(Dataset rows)
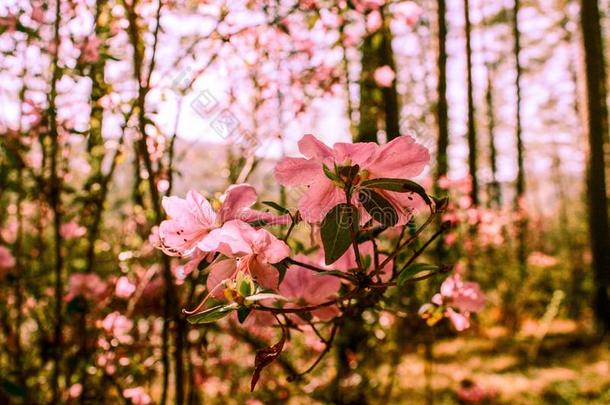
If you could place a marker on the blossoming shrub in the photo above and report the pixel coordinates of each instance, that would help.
(360, 203)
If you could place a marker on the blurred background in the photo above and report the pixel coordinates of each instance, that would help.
(107, 106)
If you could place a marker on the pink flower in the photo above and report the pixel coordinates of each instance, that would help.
(124, 288)
(7, 261)
(374, 21)
(408, 11)
(137, 396)
(466, 296)
(250, 250)
(384, 76)
(9, 23)
(37, 13)
(90, 49)
(72, 230)
(460, 299)
(86, 285)
(118, 326)
(306, 287)
(400, 158)
(191, 219)
(366, 5)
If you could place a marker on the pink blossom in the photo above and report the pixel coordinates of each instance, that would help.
(137, 395)
(366, 5)
(460, 299)
(384, 76)
(306, 287)
(9, 23)
(72, 230)
(250, 250)
(407, 11)
(90, 49)
(466, 296)
(124, 288)
(37, 13)
(400, 158)
(191, 219)
(118, 326)
(86, 285)
(7, 261)
(374, 21)
(75, 390)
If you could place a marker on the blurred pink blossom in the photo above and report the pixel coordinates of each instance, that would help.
(306, 287)
(7, 261)
(400, 158)
(90, 49)
(250, 250)
(374, 21)
(137, 395)
(118, 326)
(72, 230)
(384, 76)
(408, 11)
(124, 288)
(86, 285)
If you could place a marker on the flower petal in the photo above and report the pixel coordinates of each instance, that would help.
(400, 158)
(298, 171)
(220, 271)
(237, 198)
(313, 148)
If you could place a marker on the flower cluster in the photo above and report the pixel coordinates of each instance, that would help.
(352, 195)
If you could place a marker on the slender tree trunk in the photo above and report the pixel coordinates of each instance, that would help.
(55, 203)
(379, 107)
(391, 107)
(367, 125)
(597, 113)
(441, 106)
(472, 134)
(520, 183)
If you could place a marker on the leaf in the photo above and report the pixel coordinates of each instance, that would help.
(349, 172)
(264, 357)
(242, 313)
(380, 209)
(281, 268)
(399, 186)
(212, 314)
(330, 174)
(11, 388)
(336, 231)
(276, 206)
(266, 296)
(415, 269)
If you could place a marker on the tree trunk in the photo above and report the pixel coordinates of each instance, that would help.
(472, 134)
(441, 106)
(597, 113)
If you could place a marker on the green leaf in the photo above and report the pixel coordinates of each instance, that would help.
(330, 174)
(281, 268)
(380, 209)
(399, 186)
(349, 172)
(212, 314)
(276, 206)
(265, 296)
(242, 313)
(336, 231)
(417, 269)
(11, 388)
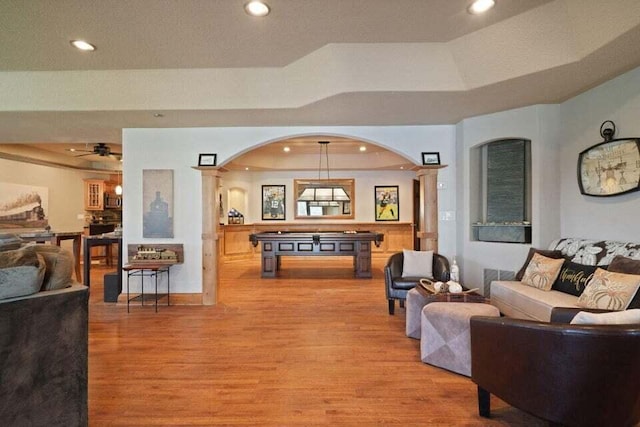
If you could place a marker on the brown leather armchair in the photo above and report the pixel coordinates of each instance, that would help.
(582, 375)
(397, 286)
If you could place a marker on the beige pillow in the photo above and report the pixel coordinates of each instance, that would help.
(626, 317)
(417, 264)
(21, 273)
(610, 291)
(59, 263)
(542, 272)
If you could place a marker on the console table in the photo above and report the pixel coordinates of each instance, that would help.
(332, 243)
(151, 270)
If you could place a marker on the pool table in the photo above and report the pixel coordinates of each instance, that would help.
(326, 243)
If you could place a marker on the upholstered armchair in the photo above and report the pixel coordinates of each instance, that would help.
(583, 375)
(397, 286)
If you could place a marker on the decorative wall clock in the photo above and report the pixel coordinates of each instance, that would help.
(611, 167)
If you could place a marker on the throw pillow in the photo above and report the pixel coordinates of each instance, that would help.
(609, 291)
(542, 272)
(59, 267)
(21, 272)
(622, 264)
(626, 317)
(574, 277)
(544, 252)
(417, 264)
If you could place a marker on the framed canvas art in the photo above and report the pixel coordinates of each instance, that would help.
(387, 203)
(273, 202)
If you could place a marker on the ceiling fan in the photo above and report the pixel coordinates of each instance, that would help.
(101, 149)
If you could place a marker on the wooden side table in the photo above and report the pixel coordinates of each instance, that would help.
(151, 270)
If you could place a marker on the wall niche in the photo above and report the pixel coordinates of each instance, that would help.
(501, 183)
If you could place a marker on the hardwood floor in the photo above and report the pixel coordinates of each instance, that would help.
(314, 347)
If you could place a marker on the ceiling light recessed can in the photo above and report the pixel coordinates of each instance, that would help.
(83, 45)
(481, 6)
(257, 8)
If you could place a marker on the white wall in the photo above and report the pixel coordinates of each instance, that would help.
(526, 123)
(558, 133)
(178, 149)
(66, 191)
(613, 218)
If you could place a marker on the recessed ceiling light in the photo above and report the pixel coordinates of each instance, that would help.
(256, 8)
(481, 6)
(83, 45)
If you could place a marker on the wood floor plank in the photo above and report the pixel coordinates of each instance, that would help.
(313, 347)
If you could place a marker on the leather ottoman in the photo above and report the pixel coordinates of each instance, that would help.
(444, 340)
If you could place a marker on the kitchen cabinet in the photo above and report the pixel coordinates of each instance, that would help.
(94, 194)
(100, 195)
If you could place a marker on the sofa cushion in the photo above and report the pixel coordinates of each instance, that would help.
(622, 264)
(594, 252)
(542, 272)
(9, 242)
(21, 272)
(573, 278)
(59, 267)
(532, 251)
(514, 299)
(609, 290)
(626, 317)
(417, 263)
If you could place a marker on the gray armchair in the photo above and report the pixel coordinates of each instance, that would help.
(397, 286)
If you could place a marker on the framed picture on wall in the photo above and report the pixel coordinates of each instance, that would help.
(430, 159)
(273, 202)
(207, 159)
(387, 203)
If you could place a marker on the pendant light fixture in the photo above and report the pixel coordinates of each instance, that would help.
(323, 193)
(118, 188)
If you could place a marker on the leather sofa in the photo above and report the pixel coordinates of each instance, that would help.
(44, 350)
(574, 375)
(396, 286)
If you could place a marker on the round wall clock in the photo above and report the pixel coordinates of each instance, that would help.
(610, 168)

### GIVEN PROBLEM
Duplicate the lines above word for word, omitting the pictures.

### COMPLETE RESPONSE
If you could place a marker on the blossoming shrub in the photo above and report the pixel coordinates of each instance, that would help.
(360, 203)
If you could place a marker on the blurred background in the photo above and report the pixel coordinates of each instance, that would help.
(107, 106)
If you could place a marker on the pink flower in the photo above and report the pixel coordinates of each instance, that would help.
(124, 288)
(7, 261)
(374, 21)
(408, 11)
(137, 396)
(466, 296)
(250, 250)
(384, 76)
(9, 23)
(37, 13)
(90, 49)
(72, 230)
(460, 299)
(86, 285)
(118, 326)
(306, 287)
(400, 158)
(191, 219)
(366, 5)
If you could place a marker on the pink blossom in the photo above and report the pixel coordinates of each instance, that would help.
(137, 395)
(366, 5)
(460, 299)
(384, 76)
(306, 287)
(9, 23)
(72, 230)
(250, 250)
(407, 11)
(90, 49)
(466, 296)
(124, 288)
(37, 13)
(400, 158)
(191, 219)
(118, 326)
(86, 285)
(7, 261)
(374, 21)
(75, 390)
If you could place a marker on the blurred pink blossom in the photo above and report the pixel coordinates of each instance, that would help.
(306, 287)
(7, 261)
(400, 158)
(90, 49)
(250, 250)
(374, 21)
(137, 395)
(118, 326)
(72, 230)
(384, 76)
(408, 11)
(124, 288)
(86, 285)
If you could place a marker on the flower petal in the photo above and report the pixel coordinates of each instance, that would help.
(400, 158)
(298, 171)
(220, 271)
(237, 198)
(313, 148)
If you could place a marker on the flower cluster in the photo above and report the pixel coordinates of each instance, that would help.
(352, 195)
If you could place a marker on the slender tree trunk in the photo above and report the pixel coordinates of each instance, that would help.
(55, 203)
(379, 107)
(391, 107)
(367, 125)
(597, 113)
(441, 106)
(472, 134)
(520, 183)
If you could place a marker on the leaf in the photo above and report the pixel coordinates of each instance, that would help.
(349, 172)
(264, 357)
(242, 313)
(380, 209)
(281, 268)
(399, 186)
(212, 314)
(330, 174)
(11, 388)
(336, 231)
(276, 206)
(266, 296)
(415, 269)
If you could place a marker on the tree trunk in the photo above and report the pixel coordinates of each instance, that would help.
(472, 134)
(441, 106)
(597, 113)
If you could place a marker on the green leaf in the photo above and report the pixel coordinates of each instance, that would help.
(330, 174)
(281, 268)
(380, 209)
(399, 186)
(349, 172)
(212, 314)
(276, 206)
(265, 296)
(242, 313)
(336, 231)
(417, 269)
(11, 388)
If you could place a marker on the brown leather armchair in the photo above and report the pixel coordinates of each instance, that would help.
(582, 375)
(397, 286)
If you could place a marker on the beige pillow in the photo above and report the pixel coordinates of each instance, that would help.
(626, 317)
(417, 264)
(21, 273)
(610, 291)
(59, 263)
(542, 272)
If you could place a marker on the console table in the photo above and report the pixel coordinates of each instance, that would help.
(332, 243)
(151, 270)
If you could place a marker on the pool table in the photo above and report the pixel coordinates of each instance, that would help.
(326, 243)
If you could place a marker on the upholstered armchair in the photo above and report the pixel coordinates of each instance, that would help.
(583, 375)
(397, 286)
If you could place a marker on the decorative wall clock in the photo above and report the pixel coordinates of each instance, that would help.
(611, 167)
If you could place a marker on the throw pillow in the photo above and report the pixel coordinates of each instance, that would help.
(609, 291)
(542, 272)
(59, 267)
(21, 272)
(622, 264)
(626, 317)
(574, 277)
(544, 252)
(417, 264)
If you could place a marker on the framed canvas art in the photo above and report the pixel coordinates of each instance, that would help.
(387, 203)
(273, 202)
If you could place a marker on the ceiling fan in the photo above and report the pixel coordinates of each instance, that would help.
(101, 149)
If you could place a marker on the wooden side table in the photo above and report the pixel coordinates of each instance, that would help.
(151, 270)
If you could place a marker on the wall niche in the photo above and report the pixel coordinates of each instance, that would help.
(501, 183)
If you could place a marker on the hardwood floor in the photo above and report the pixel coordinates of each instance, that would help.
(314, 347)
If you could place a marker on the ceiling light recessed can in the photo above and report the pixel coordinates of each instance, that would help.
(83, 45)
(481, 6)
(257, 8)
If you could place a marker on the white wall in the photo above and report the pixel coordinates of each instance, that would help.
(526, 123)
(558, 133)
(178, 149)
(66, 191)
(613, 218)
If you could place a marker on the recessed ceiling light in the photo above and report the pixel coordinates of each instance, that would help.
(256, 8)
(481, 6)
(83, 45)
If you could place a marker on the wood floor plank in the photo above and report the pixel coordinates of each instance, that would help.
(313, 347)
If you could place a marker on the leather ottoman in the photo above and report the pixel coordinates of each instance, that would help.
(444, 340)
If you could place a marker on the kitchen cabinet in the photo above and report the pixel coordinates of each instance, that would help.
(94, 194)
(100, 195)
If you could place a marker on the sofa cushion in the photo above and report the pixel coordinates of each instance, that would help.
(622, 264)
(594, 252)
(542, 272)
(9, 242)
(21, 272)
(573, 278)
(59, 267)
(532, 251)
(514, 299)
(609, 290)
(626, 317)
(417, 263)
If you could place a marker on the gray armchair in the photo above and report the pixel coordinates of each instance, that would help.
(397, 286)
If you could place a marker on the framed picture on wall in the photo above and report the pixel coordinates of each instance, that would help.
(430, 159)
(273, 202)
(207, 159)
(387, 203)
If you could place a marker on the pendant light fixture in the photo above and report the pixel coordinates of each instance, that would help.
(323, 193)
(118, 188)
If you could place a marker on the leather sofa in the photo above and report the pixel coordinates of each instance, that would help.
(44, 350)
(574, 375)
(396, 286)
If you could place a marker on the round wall clock in the photo above and report the pixel coordinates of each instance, that would help.
(610, 168)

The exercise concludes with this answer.